**AIM OF THE EXERCISE**.
Transcribe verbatim the items from their first line through the line containing "box: [200, 589, 425, 696]", including both ends.

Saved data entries
####################
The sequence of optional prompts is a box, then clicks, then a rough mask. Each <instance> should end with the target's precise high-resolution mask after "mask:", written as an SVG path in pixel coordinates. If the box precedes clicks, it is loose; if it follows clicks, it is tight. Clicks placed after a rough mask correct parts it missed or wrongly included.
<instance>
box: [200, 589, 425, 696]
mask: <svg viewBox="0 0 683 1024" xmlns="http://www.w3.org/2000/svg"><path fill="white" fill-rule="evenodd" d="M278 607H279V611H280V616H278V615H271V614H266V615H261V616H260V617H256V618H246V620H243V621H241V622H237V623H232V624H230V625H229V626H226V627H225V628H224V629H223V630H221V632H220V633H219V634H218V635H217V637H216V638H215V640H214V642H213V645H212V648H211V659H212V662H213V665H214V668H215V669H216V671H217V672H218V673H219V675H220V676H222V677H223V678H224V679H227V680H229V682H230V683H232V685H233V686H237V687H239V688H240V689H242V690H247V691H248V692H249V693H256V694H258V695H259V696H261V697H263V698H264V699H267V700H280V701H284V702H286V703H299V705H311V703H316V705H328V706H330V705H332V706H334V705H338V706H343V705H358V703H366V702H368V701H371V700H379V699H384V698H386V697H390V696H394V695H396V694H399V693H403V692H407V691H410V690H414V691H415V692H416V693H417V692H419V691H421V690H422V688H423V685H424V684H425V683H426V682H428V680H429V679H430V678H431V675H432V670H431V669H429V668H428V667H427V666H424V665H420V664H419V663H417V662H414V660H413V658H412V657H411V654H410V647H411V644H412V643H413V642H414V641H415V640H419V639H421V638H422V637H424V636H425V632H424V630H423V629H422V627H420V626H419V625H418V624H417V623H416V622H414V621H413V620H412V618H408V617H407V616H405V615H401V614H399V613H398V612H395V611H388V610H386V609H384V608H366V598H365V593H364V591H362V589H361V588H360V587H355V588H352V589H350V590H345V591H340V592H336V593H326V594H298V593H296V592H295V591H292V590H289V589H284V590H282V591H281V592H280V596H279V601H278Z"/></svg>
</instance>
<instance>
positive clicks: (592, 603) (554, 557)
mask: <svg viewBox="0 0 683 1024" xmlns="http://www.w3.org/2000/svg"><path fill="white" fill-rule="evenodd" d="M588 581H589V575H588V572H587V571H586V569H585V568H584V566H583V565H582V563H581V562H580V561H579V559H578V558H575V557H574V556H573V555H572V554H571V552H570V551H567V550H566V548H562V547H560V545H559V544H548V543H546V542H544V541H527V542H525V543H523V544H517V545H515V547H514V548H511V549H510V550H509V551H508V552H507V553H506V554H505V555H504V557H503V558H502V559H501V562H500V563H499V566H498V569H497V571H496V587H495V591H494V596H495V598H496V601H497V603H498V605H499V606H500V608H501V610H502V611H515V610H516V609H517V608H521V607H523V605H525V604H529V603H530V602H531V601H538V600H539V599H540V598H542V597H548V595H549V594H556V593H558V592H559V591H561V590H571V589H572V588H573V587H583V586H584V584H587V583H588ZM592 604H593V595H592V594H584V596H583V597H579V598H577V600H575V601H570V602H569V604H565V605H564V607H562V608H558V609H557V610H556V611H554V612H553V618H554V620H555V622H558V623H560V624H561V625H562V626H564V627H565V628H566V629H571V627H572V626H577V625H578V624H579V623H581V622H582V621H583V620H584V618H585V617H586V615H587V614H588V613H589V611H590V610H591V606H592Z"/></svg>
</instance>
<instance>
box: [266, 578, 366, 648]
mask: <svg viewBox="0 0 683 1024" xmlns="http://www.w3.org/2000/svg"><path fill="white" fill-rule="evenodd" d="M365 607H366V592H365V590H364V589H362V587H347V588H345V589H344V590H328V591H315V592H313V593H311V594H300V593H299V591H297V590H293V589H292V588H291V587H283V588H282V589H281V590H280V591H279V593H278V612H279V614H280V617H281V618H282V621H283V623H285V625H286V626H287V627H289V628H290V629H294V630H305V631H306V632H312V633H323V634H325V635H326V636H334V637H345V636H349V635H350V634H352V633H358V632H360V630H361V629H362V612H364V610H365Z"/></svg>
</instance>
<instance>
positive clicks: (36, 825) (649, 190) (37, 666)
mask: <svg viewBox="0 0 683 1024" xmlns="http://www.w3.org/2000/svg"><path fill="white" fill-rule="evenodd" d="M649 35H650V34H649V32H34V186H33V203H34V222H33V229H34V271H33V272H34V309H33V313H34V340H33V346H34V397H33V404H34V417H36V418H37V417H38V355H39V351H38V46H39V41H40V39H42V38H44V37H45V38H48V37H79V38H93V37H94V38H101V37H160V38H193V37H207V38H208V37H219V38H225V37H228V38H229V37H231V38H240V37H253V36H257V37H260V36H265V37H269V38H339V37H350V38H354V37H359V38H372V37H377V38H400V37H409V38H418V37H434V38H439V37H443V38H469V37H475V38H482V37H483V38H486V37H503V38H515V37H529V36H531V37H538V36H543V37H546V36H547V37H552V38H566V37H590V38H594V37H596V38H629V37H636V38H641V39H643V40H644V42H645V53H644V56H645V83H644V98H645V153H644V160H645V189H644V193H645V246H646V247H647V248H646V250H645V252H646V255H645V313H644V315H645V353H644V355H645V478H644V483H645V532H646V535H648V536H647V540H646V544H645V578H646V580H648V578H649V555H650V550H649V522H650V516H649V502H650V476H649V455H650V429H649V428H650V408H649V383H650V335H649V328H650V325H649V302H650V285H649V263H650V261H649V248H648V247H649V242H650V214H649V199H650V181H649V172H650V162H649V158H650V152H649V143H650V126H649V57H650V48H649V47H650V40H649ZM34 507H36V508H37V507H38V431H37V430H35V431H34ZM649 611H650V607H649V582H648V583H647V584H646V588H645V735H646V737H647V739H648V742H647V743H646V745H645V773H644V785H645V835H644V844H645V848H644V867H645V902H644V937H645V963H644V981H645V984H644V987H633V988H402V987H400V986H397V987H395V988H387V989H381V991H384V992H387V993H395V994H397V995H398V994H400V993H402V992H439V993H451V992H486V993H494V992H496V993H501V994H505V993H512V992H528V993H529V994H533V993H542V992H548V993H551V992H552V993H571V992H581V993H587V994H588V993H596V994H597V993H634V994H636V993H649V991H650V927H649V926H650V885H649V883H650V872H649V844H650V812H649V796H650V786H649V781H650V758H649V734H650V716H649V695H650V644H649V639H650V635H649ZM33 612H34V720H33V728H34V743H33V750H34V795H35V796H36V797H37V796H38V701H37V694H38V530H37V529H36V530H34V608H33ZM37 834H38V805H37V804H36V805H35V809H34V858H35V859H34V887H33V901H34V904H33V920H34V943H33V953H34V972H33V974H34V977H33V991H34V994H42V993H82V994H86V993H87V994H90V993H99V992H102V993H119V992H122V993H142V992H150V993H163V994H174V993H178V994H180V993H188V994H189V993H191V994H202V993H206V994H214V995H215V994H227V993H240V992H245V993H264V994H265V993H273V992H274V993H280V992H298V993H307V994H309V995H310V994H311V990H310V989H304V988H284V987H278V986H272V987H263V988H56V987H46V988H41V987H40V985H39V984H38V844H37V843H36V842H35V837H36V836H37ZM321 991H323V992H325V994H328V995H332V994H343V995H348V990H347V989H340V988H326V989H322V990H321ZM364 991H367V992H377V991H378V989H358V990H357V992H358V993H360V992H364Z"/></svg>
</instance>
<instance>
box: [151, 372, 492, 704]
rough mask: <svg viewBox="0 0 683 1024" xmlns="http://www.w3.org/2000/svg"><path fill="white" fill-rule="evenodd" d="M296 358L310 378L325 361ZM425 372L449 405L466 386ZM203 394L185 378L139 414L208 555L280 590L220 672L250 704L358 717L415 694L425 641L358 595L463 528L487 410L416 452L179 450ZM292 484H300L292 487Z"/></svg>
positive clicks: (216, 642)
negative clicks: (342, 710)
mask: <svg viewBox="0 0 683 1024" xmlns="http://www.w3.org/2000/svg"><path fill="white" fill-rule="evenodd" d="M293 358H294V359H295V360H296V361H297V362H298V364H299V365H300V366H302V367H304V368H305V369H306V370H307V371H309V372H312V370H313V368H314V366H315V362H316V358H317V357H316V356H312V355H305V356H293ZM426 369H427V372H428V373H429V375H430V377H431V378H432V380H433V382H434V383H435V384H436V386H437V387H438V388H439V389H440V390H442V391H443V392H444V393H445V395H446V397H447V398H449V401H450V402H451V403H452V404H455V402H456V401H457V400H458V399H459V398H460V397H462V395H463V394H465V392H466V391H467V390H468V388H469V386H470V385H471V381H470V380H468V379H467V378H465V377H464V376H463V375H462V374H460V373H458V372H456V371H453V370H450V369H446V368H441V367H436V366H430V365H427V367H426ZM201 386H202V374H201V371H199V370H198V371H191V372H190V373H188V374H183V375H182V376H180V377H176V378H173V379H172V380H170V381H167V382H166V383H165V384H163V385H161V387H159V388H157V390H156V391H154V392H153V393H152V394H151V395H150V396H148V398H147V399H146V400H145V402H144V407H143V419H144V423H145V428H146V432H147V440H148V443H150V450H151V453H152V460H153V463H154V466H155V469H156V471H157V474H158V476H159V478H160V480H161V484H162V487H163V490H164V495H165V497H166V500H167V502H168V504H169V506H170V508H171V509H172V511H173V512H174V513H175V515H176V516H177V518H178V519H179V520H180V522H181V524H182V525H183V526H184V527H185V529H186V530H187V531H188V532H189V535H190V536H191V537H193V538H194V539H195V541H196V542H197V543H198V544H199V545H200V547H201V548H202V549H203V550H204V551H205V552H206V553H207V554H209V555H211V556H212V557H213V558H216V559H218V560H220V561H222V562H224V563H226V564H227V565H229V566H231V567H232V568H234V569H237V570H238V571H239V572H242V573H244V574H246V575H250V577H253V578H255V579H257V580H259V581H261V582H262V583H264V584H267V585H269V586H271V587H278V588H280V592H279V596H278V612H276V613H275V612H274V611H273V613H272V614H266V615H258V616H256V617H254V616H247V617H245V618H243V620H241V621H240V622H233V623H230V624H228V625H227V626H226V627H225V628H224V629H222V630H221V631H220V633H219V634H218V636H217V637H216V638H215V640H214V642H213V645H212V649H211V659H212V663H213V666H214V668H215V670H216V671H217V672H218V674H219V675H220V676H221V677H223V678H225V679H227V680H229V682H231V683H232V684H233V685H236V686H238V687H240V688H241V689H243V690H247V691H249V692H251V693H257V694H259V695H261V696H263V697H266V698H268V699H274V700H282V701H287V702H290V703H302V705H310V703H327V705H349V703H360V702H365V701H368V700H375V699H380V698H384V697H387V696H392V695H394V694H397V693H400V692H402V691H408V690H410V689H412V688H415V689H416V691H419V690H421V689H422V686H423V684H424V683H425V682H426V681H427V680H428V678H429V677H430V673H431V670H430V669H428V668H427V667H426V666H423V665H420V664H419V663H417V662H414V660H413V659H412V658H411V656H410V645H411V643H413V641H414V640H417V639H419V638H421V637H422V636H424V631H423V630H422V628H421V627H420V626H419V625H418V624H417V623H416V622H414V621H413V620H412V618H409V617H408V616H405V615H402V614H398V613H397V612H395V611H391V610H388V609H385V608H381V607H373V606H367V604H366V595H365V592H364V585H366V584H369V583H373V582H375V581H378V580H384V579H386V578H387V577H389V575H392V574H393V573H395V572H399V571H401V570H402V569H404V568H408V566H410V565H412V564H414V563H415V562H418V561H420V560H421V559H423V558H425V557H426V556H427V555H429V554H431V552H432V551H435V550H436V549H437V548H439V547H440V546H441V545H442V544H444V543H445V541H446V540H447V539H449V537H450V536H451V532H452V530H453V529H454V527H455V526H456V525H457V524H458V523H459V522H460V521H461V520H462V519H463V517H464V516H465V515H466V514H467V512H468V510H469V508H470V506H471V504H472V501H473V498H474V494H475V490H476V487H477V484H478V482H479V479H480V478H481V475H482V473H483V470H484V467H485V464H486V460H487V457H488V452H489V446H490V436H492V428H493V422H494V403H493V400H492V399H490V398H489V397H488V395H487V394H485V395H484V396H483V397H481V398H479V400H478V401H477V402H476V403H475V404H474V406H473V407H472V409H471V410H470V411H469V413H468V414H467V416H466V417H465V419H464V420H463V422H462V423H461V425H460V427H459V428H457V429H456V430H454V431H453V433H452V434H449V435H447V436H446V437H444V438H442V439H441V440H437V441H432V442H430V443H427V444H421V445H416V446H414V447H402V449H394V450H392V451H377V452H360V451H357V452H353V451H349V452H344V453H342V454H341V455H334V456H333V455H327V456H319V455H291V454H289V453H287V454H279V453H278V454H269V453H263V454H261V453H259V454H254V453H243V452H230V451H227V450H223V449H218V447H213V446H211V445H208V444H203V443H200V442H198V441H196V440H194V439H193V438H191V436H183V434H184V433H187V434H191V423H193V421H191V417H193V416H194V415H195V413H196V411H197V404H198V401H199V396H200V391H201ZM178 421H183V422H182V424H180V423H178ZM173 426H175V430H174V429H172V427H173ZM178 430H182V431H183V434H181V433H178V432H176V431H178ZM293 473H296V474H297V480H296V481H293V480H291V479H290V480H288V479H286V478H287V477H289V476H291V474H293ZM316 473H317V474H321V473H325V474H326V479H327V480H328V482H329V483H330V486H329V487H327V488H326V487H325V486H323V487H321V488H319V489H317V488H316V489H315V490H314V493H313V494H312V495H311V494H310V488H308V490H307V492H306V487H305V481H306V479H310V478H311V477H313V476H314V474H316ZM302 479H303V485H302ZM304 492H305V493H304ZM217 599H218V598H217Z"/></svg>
####################
**TASK RESULT**.
The sequence of optional prompts is a box, then clicks, then a rough mask. Each <instance> should end with the target's precise high-resolution mask after "mask:", written as an SVG path in pixel coordinates. If the box precedes clicks, it is loose; if it follows clicks, it is tight. Clicks placed after a rough mask correct parts it missed or wrongly included.
<instance>
box: [200, 589, 425, 696]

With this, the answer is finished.